### TASK DESCRIPTION:
Your task is to repeat the entries exactly. Leave the pictures out.

━━━━━━━━━━

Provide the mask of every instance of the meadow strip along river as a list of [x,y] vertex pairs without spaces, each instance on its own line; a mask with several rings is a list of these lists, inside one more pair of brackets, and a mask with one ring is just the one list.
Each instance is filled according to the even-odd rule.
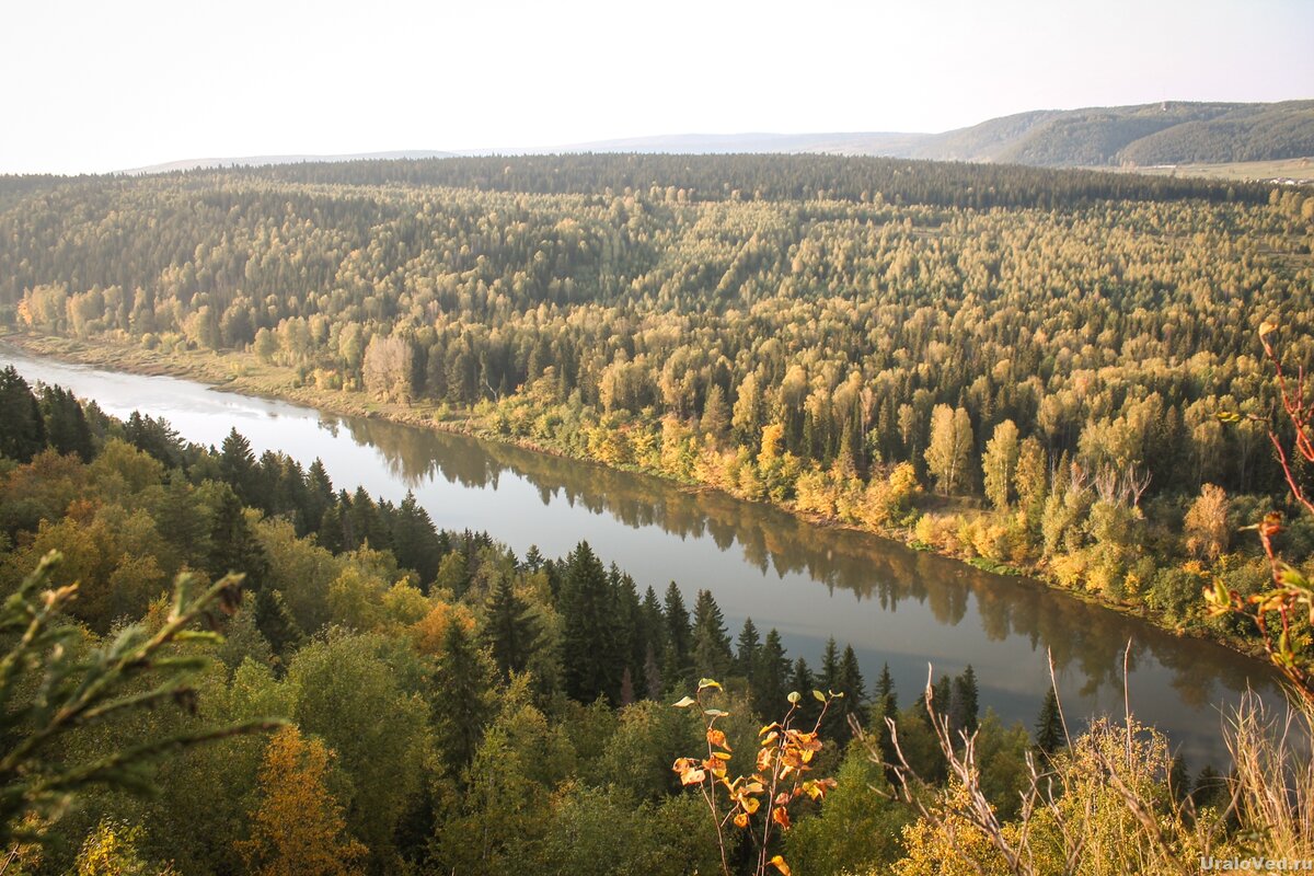
[[1035,582],[979,571],[892,541],[802,521],[778,508],[691,491],[658,478],[401,426],[215,391],[187,380],[70,365],[0,345],[0,366],[59,383],[114,416],[166,418],[191,441],[218,445],[230,428],[256,456],[281,450],[323,464],[336,489],[390,502],[415,494],[435,525],[487,531],[519,556],[560,557],[587,540],[658,595],[675,580],[691,604],[708,588],[731,636],[745,617],[779,629],[790,658],[816,670],[828,637],[851,642],[869,687],[890,663],[900,704],[968,663],[982,709],[1030,730],[1049,686],[1046,649],[1070,716],[1123,711],[1131,640],[1135,716],[1166,732],[1190,770],[1223,766],[1222,722],[1252,687],[1282,707],[1275,674],[1219,645],[1177,638]]

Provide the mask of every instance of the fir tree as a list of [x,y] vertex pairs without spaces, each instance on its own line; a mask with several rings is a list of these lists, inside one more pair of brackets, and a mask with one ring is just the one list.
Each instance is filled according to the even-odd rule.
[[762,640],[757,634],[757,626],[752,617],[744,619],[744,628],[740,629],[735,642],[735,671],[744,676],[749,690],[754,687],[758,666],[758,654],[762,650]]
[[332,481],[319,457],[306,469],[306,498],[301,511],[305,516],[306,532],[319,532],[325,511],[334,504]]
[[754,670],[756,686],[753,701],[763,714],[775,714],[784,708],[784,697],[790,693],[790,659],[784,655],[781,633],[775,628],[766,634],[762,650],[758,651]]
[[817,686],[827,691],[840,691],[840,646],[834,644],[834,636],[827,640],[825,651],[821,654],[821,675]]
[[0,456],[18,462],[46,447],[46,424],[37,397],[13,365],[0,370]]
[[840,657],[840,670],[838,670],[838,686],[832,688],[837,693],[844,693],[844,699],[836,701],[836,707],[832,707],[834,712],[834,718],[827,714],[827,724],[830,725],[832,733],[840,745],[845,745],[853,738],[853,728],[849,726],[849,716],[861,717],[863,714],[863,704],[867,701],[867,688],[862,678],[862,670],[858,666],[858,655],[853,650],[853,645],[844,646],[844,654]]
[[255,591],[264,584],[269,559],[247,524],[246,510],[233,490],[223,490],[210,525],[210,550],[206,570],[215,578],[230,571],[246,575],[242,586]]
[[1051,687],[1045,691],[1045,703],[1035,717],[1035,747],[1045,754],[1054,754],[1067,745],[1066,739],[1063,717],[1059,714],[1059,697]]
[[523,672],[537,647],[537,623],[510,577],[501,578],[489,596],[482,637],[503,682]]
[[694,604],[694,671],[699,678],[723,679],[733,659],[720,605],[712,591],[699,590]]
[[616,703],[624,661],[619,649],[615,599],[602,562],[581,541],[566,558],[561,579],[561,661],[566,693],[591,703]]
[[428,592],[430,584],[438,577],[438,566],[443,553],[438,544],[438,532],[428,512],[415,502],[415,494],[406,491],[406,498],[397,506],[393,515],[392,537],[389,538],[397,565],[414,569],[419,575],[420,590]]
[[459,619],[443,633],[434,674],[435,733],[439,751],[453,775],[474,756],[484,728],[494,714],[497,670]]
[[41,406],[45,408],[50,447],[60,454],[75,453],[83,462],[91,462],[96,452],[91,427],[74,394],[60,386],[47,386],[41,394]]
[[133,411],[124,424],[124,437],[170,468],[183,465],[183,439],[163,416],[142,416]]
[[954,693],[949,705],[949,726],[954,733],[975,733],[980,726],[980,692],[971,663],[954,679]]
[[293,620],[288,604],[283,599],[283,592],[273,587],[261,587],[255,594],[255,608],[252,611],[256,629],[269,642],[275,654],[285,657],[297,650],[304,638],[301,628]]
[[666,617],[666,647],[662,654],[662,675],[668,684],[679,684],[692,674],[690,662],[689,611],[675,582],[666,587],[662,615]]
[[242,504],[259,506],[259,475],[251,443],[233,428],[219,448],[219,477],[233,487]]
[[790,676],[790,692],[802,697],[794,717],[794,726],[800,730],[811,730],[821,712],[821,704],[812,697],[813,690],[816,690],[816,676],[808,668],[808,662],[800,657],[794,661],[794,674]]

━━━━━━━━━━

### REPLY:
Provide the mask of every instance of the meadow strip along river as a list of [x,y] vertex pairs without spaces, each instance on its own line; a mask with several rings is a list of these lists, inside one more pair of brackets, and a mask with one ring is just the one list.
Each instance is filled according to the even-odd rule.
[[1035,582],[979,571],[892,541],[802,521],[778,508],[691,491],[658,478],[401,426],[215,391],[187,380],[70,365],[0,345],[0,366],[59,383],[114,416],[166,418],[191,441],[218,445],[230,428],[256,456],[281,450],[323,464],[336,489],[390,502],[415,494],[435,525],[487,531],[519,556],[560,557],[587,540],[658,595],[675,580],[691,604],[708,588],[731,636],[745,617],[779,629],[790,658],[816,670],[828,637],[851,642],[869,687],[890,663],[900,704],[968,663],[982,709],[1030,730],[1049,686],[1046,649],[1070,716],[1123,711],[1131,640],[1135,716],[1166,732],[1190,770],[1223,766],[1222,722],[1252,687],[1282,707],[1275,674],[1219,645],[1177,638]]

Provide the mask of every instance of the fir tree as a list of [x,y] vertex pairs without spaces, each instance on its own line; a mask with several rings is a list of these lists, inside one more pair of brackets, and a mask with one ring is just the one list.
Each instance is filled according to the even-odd rule.
[[762,640],[757,634],[757,626],[752,617],[744,619],[744,628],[740,629],[735,642],[735,671],[744,676],[749,690],[754,687],[758,666],[758,654],[762,650]]
[[332,481],[319,457],[306,469],[306,498],[301,511],[305,516],[306,532],[319,532],[325,511],[334,504]]
[[754,670],[756,686],[753,701],[763,714],[775,714],[784,708],[784,697],[790,693],[790,659],[784,655],[781,633],[775,628],[766,634],[762,650],[758,651]]
[[817,686],[827,691],[840,691],[840,646],[834,644],[834,636],[827,640],[825,651],[821,654],[821,675]]
[[0,456],[18,462],[46,447],[46,424],[37,397],[13,365],[0,370]]
[[840,657],[840,670],[838,670],[838,686],[832,688],[837,693],[844,693],[844,699],[836,701],[836,707],[832,707],[834,712],[834,718],[827,714],[827,724],[830,725],[832,733],[840,745],[845,745],[853,738],[853,728],[849,726],[849,716],[861,717],[863,714],[863,704],[867,701],[867,688],[862,678],[862,670],[858,666],[858,655],[853,650],[853,645],[844,646],[844,654]]
[[255,591],[264,584],[269,559],[247,524],[246,510],[233,490],[223,490],[210,525],[210,550],[206,570],[215,578],[230,571],[246,575],[242,586]]
[[1051,687],[1045,691],[1045,703],[1035,717],[1035,747],[1045,754],[1054,754],[1067,745],[1066,739],[1063,717],[1059,714],[1059,697]]
[[523,672],[537,647],[537,623],[510,577],[501,578],[489,596],[482,637],[503,682]]
[[694,604],[694,671],[699,678],[723,679],[733,659],[720,605],[712,591],[699,590]]
[[616,703],[624,661],[619,649],[615,599],[602,562],[581,541],[566,558],[561,579],[561,661],[566,693],[591,703]]
[[428,592],[430,584],[438,577],[438,566],[443,553],[438,544],[438,532],[428,512],[415,502],[415,494],[406,491],[406,498],[397,506],[393,515],[392,537],[389,538],[397,565],[414,569],[419,575],[420,590]]
[[459,619],[443,633],[434,674],[435,733],[439,751],[453,775],[474,756],[484,728],[494,714],[497,670]]
[[41,406],[45,408],[50,447],[60,454],[75,453],[83,462],[91,462],[96,452],[91,427],[74,394],[60,386],[47,386],[41,394]]
[[133,411],[124,424],[124,437],[170,468],[183,465],[183,439],[163,416],[142,416]]
[[954,693],[949,705],[949,726],[954,733],[975,733],[980,726],[980,692],[971,663],[954,679]]
[[293,620],[288,604],[283,599],[283,592],[273,587],[261,587],[255,594],[255,608],[252,611],[256,629],[269,642],[275,654],[285,657],[297,650],[304,638],[301,628]]
[[666,617],[666,647],[662,654],[662,675],[668,684],[679,684],[692,674],[690,662],[689,611],[675,582],[666,587],[662,615]]
[[242,504],[259,506],[259,475],[251,443],[233,428],[219,448],[219,477],[233,487]]
[[790,676],[790,692],[802,697],[794,717],[794,726],[800,730],[811,730],[821,712],[821,704],[812,697],[813,690],[816,690],[816,676],[808,668],[808,662],[800,657],[794,661],[794,674]]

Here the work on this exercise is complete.